§ Your task: Extract the full retired article on early delivery of immunosuppressive drugs below, reproducing every line word for word.

-------- Excerpt provided

RETIRED - Early Delivery of Immunosuppressive Drugs

IMPORTANT: THIS DOCUMENT CONTAINS OUTDATED INFORMATION.

Content Provided on this page contains outdated information and instruction and should not be considered current. Noridian is providing this archived information for research purposes only. This archived article contains previously issued instructions that have since been updated or are no longer applicable for Medicare billing purposes.

Article retired due to content incorporation into the applicable Local Coverage Determination or related Policy Article.

Original Effective Date: 07/15/2003
Revision Effective Date: 11/01/2013

The DMERCs make payment for immunosuppressive drugs for beneficiaries who receive a covered organ transplant and who meet all other Medicare coverage criteria for immunosuppressive drugs once the patient has returned to their home. Suppliers are required to complete a DMERC Information Form (DIF) prior to submission of claims for immunosuppressive drugs for use in the home.

----------------
-------- Study material

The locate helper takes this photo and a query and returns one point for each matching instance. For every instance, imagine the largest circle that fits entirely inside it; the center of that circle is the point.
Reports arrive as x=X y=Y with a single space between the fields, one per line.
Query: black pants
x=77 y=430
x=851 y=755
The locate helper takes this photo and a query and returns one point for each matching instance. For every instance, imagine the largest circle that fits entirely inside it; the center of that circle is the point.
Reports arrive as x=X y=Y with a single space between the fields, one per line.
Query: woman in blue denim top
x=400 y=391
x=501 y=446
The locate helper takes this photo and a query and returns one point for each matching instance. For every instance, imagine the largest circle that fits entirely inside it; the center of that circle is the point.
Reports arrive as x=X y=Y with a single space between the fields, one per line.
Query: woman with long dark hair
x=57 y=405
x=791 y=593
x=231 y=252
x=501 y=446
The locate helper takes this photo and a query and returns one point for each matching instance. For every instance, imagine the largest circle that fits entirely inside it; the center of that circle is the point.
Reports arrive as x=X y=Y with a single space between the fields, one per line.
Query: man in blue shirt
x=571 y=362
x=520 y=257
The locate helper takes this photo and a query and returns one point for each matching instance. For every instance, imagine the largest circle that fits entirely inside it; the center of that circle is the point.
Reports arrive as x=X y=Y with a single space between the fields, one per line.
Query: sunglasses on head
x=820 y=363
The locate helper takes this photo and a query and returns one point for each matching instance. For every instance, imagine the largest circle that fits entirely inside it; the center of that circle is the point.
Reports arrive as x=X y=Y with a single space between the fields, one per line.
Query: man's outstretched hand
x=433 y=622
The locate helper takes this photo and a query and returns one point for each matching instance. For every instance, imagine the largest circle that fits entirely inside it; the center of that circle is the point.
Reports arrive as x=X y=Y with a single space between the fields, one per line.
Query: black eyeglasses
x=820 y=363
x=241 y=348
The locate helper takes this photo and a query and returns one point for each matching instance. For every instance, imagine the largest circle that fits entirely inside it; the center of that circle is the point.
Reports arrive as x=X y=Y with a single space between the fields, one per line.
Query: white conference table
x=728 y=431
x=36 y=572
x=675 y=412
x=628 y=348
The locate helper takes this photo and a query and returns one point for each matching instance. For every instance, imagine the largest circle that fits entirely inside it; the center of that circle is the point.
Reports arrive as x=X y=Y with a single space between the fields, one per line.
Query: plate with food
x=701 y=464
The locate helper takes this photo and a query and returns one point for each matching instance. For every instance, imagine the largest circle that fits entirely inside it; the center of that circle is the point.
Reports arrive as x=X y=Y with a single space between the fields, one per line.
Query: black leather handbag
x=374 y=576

----------------

§ Answer for the task:
RETIRED - Early Delivery of Immunosuppressive Drugs

IMPORTANT: THIS DOCUMENT CONTAINS OUTDATED INFORMATION.

Content Provided on this page contains outdated information and instruction and should not be considered current. Noridian is providing this archived information for research purposes only. This archived article contains previously issued instructions that have since been updated or are no longer applicable for Medicare billing purposes.

Article retired due to content incorporation into the applicable Local Coverage Determination or related Policy Article.

Original Effective Date: 07/15/2003
Revision Effective Date: 11/01/2013

The DMERCs make payment for immunosuppressive drugs for beneficiaries who receive a covered organ transplant and who meet all other Medicare coverage criteria for immunosuppressive drugs once the patient has returned to their home. Suppliers are required to complete a DMERC Information Form (DIF) prior to submission of claims for immunosuppressive drugs for use in the home.